GOAL OF THE EXERCISE:
Resume the passage below on McClelland's theory of needs, continuing it from its final sentence.

----- PROVIDED PASSAGE

NEEDS THEORY OF MOTIVATION BY DAVID McCLELLAND
McClelland’s theory of needs is based on three types of needs namely:
- Need for power: the need to make others behave in a way that they would not have behaved.
- Need for Achievement: the drive to excel, to achieve in relation to a set of standards, to strive to succeed.
- Need for Affiliation: the desire for friendly and interpersonal relationship. Jaja(2003)
McClelland stated that we all have these three types of motivation regardless of age, sex, race or culture. The type of motivation that each individual is driven by is changed by life experiences and the opinion of their culture. He also opined that those in top level management positions should have a high need for power and a low need for affiliation. People with a high need for achievement will succeed best when given projects with attainable goals and although individuals with a need for achievement can make good managers, they are not suited to being in top management positions.
He also believes that people with high need for affiliation may not be good top managers but will be team players and are best suited for cooperative work environment. Mcclelland went further to expand characteristics of those with need for power as; those with strong power needs(most successful) and those with lower power needs. He also identified two types of mangers; those who seek institutional power and those seek personal power. However, he also stated that those who seek for institutional power are more successful as they can create favorable condition at work. McClelland believes human needs differed with the passage of time.

----------
----- RECORDED INFORMATION

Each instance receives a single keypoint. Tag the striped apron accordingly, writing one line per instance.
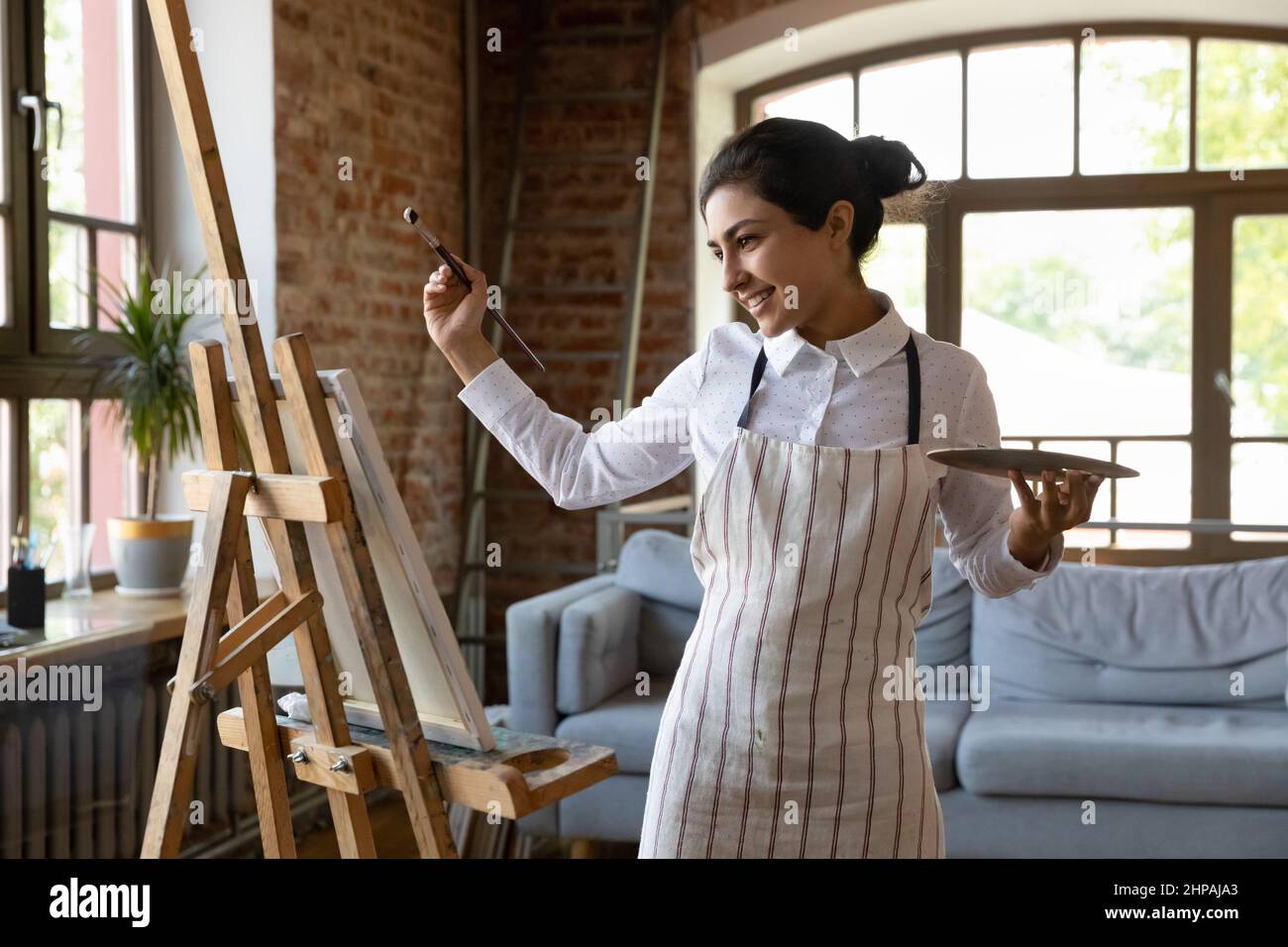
(791, 729)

----------

RESPONSE TO THE EXERCISE:
CRITICISMS OF McCLELLAND’S THEORY
Robbins et al(2009) has criticized mcClelland’s theory stating that it has less practical effect than other theories, because McClelland argued that the three needs are subconscious, meaning that we may be high on these needs without knowing. Measuring them is not very easy.
SIMILARITIES BETWEEN MASLOW, HERZBERG AND McCLELLAND’S THEORY
- They are all motivational theories
- They all believe that workers have needs and when these needs are not met, they cause demotivation.
- They suggest specific things that management can do to help their employees become self-actualized.
- They believe that there is a reason for human specific behavior.
- They also suggest differences in humans in terms of need. Different things motivate different people.
With the knowledge we have acquired from the various perspectives of these authors, one can unequivocally say that they have contributed immensely to knowledge in the area of motivation. However, having criticized and compared each of them to the other, we must say that the theory of David McClelland looks so real that it perfectly fits into real life situation. The fact that he believes human needs changes by life experiences and the opinion of their culture makes it more natural than the others. Maslow only believed in his hierarchy of needs, Hezberg only believed in Hygiene factors and motivational factors yet they never considered variablessuch as cultural factors that are outside the organization which also account for individual behavior. Therefore, McClelland’s theory is a very suitable motivational tool for today’s world in the sense that it fits into any organization and it also considers the situational factors that Maslow and Herzberg never mentioned.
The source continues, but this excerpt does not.